Given task —
Copy the data from the line that contains "Target: gabled roof" to its last line, exactly, including both of those lines and leaving out everything before.

Extracted data —
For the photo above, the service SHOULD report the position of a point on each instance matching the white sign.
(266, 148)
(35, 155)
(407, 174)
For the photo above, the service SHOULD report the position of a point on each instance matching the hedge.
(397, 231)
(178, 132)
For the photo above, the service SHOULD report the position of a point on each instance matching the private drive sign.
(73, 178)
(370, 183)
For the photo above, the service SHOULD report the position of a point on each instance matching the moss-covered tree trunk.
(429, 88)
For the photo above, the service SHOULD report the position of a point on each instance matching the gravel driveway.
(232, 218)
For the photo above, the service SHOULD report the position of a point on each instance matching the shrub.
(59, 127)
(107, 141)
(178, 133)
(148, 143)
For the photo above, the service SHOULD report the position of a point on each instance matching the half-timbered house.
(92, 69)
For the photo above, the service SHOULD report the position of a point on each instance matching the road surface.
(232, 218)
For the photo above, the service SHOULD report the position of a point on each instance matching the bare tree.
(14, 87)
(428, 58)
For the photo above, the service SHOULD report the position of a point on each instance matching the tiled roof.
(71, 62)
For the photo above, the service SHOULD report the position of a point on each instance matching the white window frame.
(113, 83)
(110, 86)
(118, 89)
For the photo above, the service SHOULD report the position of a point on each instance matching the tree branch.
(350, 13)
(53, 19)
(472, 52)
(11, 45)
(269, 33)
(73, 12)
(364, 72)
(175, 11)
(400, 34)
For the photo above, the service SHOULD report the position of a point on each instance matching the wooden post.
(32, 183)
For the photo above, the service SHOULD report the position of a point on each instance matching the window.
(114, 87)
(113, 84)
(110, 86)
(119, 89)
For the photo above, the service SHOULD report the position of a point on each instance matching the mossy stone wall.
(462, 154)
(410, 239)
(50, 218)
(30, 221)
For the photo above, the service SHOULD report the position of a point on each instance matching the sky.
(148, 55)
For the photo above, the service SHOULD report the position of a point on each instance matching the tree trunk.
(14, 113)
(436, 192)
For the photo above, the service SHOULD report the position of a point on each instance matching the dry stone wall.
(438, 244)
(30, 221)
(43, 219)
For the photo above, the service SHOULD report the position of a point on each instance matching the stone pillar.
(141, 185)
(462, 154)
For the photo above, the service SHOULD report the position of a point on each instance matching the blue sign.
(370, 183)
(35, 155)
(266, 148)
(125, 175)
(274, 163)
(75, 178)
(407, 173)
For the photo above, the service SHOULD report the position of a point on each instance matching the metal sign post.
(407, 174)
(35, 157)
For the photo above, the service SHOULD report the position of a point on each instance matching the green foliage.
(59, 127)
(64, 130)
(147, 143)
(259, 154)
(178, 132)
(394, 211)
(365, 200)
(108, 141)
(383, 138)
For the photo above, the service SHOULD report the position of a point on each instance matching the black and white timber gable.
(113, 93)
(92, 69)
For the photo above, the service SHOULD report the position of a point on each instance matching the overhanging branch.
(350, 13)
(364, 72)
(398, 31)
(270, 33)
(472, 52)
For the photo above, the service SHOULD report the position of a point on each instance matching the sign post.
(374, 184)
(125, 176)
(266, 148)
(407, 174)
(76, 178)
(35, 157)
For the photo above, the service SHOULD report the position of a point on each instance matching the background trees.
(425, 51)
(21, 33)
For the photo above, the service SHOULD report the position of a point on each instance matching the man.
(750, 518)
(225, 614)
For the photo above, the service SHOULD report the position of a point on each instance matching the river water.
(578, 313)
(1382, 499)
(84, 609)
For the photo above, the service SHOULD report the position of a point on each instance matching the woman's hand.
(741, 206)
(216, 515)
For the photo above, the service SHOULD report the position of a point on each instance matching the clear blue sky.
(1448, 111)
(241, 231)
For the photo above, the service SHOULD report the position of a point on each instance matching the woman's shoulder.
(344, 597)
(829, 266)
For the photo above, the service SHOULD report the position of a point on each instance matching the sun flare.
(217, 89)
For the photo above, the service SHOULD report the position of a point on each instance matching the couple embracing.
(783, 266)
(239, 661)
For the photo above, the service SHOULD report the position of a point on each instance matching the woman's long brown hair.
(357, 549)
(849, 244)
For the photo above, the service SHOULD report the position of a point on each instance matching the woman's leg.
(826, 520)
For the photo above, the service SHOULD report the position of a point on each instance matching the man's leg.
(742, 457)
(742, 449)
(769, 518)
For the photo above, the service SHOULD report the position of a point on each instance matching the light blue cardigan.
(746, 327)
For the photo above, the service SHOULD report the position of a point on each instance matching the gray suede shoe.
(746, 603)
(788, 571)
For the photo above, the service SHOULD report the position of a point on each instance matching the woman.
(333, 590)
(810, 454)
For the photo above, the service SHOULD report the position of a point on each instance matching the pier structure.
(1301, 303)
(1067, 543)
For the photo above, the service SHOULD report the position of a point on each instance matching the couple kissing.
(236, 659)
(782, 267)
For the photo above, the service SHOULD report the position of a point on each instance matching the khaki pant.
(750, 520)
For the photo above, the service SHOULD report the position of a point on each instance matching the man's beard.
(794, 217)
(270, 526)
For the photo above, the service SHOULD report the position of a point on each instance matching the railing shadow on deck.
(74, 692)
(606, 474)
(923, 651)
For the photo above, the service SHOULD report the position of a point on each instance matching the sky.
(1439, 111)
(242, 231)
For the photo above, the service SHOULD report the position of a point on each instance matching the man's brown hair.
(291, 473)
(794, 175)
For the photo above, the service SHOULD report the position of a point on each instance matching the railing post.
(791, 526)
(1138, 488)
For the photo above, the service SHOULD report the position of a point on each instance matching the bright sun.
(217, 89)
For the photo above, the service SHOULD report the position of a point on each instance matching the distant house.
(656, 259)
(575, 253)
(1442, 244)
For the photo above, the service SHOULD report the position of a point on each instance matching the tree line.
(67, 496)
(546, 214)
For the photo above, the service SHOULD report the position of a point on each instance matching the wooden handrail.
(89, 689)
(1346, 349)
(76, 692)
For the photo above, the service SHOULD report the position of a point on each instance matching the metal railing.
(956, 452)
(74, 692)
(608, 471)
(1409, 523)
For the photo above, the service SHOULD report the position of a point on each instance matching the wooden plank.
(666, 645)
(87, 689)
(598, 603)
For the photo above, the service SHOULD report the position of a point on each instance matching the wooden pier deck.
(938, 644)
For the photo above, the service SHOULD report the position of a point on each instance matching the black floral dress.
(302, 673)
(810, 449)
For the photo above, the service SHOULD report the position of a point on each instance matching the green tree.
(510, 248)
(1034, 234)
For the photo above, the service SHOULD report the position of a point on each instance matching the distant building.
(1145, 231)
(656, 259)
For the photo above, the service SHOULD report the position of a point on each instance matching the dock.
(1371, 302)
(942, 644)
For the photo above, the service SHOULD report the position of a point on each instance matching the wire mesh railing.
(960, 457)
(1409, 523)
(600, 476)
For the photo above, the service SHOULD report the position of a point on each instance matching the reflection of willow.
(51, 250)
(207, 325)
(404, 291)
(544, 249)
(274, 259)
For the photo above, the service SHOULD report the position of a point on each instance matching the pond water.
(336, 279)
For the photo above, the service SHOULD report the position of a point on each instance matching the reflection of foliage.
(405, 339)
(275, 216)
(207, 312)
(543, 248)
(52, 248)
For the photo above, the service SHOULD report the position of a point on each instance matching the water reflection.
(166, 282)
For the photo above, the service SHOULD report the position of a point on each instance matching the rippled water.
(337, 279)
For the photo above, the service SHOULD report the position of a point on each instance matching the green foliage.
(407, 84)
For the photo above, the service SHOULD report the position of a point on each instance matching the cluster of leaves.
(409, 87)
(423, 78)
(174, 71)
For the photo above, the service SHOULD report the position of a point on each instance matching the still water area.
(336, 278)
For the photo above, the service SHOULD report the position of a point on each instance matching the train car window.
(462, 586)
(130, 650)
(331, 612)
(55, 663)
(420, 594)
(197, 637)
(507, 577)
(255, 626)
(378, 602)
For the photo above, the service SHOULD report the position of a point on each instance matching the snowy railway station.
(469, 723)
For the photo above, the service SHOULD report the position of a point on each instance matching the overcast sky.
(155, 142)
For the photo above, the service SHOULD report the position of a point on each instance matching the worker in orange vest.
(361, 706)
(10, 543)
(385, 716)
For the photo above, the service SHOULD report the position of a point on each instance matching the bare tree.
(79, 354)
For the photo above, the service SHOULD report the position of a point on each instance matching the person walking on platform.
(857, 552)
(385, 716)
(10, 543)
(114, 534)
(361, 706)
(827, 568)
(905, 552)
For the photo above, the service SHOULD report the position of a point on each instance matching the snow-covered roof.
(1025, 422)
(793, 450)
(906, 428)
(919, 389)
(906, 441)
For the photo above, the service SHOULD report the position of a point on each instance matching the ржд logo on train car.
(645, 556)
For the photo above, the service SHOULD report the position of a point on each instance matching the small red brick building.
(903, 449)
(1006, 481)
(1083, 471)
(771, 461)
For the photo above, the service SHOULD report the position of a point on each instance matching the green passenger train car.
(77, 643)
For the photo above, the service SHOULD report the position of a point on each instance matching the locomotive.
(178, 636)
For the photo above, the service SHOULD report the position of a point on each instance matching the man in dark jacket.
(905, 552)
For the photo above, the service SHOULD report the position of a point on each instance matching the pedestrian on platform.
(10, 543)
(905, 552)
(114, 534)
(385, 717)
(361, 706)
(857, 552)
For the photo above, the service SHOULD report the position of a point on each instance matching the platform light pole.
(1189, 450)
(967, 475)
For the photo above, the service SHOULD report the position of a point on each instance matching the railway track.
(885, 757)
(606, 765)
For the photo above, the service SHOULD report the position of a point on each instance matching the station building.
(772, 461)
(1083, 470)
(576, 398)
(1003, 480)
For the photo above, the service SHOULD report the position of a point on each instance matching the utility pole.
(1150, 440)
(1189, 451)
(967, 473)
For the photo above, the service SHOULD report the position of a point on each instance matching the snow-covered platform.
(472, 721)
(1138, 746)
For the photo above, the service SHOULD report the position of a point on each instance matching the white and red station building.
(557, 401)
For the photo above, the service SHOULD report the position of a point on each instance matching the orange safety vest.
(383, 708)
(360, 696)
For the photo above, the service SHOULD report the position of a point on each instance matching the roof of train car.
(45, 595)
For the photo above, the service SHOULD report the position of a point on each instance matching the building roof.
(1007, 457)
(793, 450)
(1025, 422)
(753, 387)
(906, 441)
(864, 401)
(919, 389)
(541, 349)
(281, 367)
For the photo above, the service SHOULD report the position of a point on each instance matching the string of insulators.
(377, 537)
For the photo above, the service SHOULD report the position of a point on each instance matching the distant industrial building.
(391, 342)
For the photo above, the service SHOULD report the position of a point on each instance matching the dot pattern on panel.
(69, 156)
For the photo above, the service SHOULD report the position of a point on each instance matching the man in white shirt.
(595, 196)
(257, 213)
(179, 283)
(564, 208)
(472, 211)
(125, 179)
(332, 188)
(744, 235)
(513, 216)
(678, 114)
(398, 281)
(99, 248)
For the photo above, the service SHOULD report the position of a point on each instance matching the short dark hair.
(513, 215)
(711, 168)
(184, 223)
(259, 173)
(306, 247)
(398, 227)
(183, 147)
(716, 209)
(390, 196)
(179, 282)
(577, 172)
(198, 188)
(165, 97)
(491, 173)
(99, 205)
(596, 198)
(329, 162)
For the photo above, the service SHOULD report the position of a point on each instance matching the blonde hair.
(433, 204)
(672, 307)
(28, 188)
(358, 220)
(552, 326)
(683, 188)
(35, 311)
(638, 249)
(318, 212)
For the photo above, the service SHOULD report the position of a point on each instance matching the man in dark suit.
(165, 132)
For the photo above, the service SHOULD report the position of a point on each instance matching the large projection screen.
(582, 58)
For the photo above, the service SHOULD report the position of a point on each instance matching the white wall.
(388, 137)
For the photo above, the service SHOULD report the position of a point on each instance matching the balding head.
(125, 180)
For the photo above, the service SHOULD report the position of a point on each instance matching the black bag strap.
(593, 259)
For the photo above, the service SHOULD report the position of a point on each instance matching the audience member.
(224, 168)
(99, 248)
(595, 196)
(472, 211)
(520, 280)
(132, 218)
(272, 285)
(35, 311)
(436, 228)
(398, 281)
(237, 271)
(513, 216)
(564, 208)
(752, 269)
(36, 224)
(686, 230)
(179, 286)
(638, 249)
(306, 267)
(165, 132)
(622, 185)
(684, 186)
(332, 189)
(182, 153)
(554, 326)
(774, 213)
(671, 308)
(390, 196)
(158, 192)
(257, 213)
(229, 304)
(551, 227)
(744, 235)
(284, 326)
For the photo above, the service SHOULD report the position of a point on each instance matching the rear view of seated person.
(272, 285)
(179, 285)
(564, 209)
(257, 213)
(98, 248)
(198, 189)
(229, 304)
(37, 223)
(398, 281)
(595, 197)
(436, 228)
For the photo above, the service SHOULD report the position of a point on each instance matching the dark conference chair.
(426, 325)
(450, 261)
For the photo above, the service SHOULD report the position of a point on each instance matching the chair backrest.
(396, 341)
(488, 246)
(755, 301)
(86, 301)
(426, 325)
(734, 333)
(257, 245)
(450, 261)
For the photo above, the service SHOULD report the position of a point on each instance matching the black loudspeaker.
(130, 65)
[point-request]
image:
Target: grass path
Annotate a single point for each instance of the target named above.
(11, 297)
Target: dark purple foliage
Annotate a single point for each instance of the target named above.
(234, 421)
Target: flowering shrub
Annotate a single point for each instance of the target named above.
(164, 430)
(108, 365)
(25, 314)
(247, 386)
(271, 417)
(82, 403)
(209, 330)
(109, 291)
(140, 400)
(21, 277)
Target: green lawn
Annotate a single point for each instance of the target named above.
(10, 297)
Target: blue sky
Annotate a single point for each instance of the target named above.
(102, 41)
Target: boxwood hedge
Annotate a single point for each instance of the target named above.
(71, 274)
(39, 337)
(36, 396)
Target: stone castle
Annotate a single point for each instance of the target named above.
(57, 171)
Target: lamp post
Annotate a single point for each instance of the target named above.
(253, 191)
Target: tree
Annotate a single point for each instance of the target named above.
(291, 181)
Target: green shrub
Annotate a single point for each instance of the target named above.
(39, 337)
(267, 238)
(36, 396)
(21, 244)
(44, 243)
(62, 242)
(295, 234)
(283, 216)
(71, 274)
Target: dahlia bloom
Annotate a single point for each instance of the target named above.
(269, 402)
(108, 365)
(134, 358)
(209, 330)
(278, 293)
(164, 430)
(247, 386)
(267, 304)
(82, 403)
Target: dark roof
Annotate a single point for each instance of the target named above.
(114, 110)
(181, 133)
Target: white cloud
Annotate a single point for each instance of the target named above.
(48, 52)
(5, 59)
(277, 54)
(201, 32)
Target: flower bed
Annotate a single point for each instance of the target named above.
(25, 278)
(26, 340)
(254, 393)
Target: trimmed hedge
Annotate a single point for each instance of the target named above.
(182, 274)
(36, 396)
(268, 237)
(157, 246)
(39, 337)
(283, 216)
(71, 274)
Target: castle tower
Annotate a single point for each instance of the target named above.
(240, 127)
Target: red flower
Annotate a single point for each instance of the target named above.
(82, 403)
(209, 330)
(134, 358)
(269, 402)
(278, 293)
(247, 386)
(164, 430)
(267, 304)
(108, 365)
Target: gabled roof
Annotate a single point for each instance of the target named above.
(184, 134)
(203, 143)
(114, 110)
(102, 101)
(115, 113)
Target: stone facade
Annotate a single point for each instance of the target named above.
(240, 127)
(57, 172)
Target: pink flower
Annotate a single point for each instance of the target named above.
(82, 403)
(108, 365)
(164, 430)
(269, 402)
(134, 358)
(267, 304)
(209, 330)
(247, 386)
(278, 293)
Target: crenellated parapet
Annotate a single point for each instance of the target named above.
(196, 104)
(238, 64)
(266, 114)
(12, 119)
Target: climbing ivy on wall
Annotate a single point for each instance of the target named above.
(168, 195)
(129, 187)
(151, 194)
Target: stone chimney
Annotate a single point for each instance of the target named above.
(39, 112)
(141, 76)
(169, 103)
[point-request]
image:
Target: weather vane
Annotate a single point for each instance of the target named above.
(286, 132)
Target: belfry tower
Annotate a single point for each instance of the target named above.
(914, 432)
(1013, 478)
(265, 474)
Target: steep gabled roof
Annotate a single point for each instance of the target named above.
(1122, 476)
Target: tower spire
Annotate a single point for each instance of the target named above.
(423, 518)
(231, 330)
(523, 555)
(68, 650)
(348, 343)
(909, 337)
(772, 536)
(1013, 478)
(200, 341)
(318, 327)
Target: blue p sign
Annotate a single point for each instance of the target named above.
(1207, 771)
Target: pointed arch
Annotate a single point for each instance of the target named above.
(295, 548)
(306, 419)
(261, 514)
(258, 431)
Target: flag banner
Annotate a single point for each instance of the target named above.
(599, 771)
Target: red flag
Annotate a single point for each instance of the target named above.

Correct answer —
Target: gabled roof
Annotate a single point for each instance of the target named above.
(184, 134)
(203, 143)
(114, 110)
(102, 101)
(115, 113)
Target: stone facade
Annotate a single point for each instance of the target named above.
(240, 127)
(57, 172)
Target: pink flower
Annotate a single point for each instance of the target named above.
(82, 403)
(108, 365)
(164, 430)
(269, 402)
(134, 358)
(267, 304)
(209, 330)
(247, 386)
(278, 293)
Target: crenellated parapet
Annotate a single point for each instance of the target named above.
(196, 104)
(238, 64)
(266, 114)
(12, 119)
Target: climbing ivy on wall
Annotate a single point for each instance of the target named above.
(168, 195)
(129, 187)
(151, 194)
Target: stone chimney
Annotate a single point for each instance of the target named above.
(39, 112)
(141, 76)
(169, 103)
[point-request]
image:
Target: weather vane
Annotate a single point for each instance of the target named above.
(286, 132)
Target: belfry tower
Annotate a single point for each instance of the target named above.
(914, 432)
(1013, 478)
(265, 474)
Target: steep gabled roof
Annotate a single point for each instance of the target named above.
(1122, 476)
Target: tower spire
Annotate a single point for each instance of the target named above.
(423, 518)
(231, 330)
(523, 555)
(68, 650)
(348, 343)
(909, 337)
(772, 536)
(1013, 478)
(200, 341)
(318, 327)
Target: blue p sign
Annotate a single point for each instance of the target named above.
(1207, 771)
Target: pointed arch
Annotate a single point for each instance of the target named above.
(295, 548)
(306, 419)
(261, 514)
(258, 431)
Target: flag banner
Annotate a single point for each instance of the target named above.
(599, 771)
Target: red flag
Annotate a single point for each instance of the target named above.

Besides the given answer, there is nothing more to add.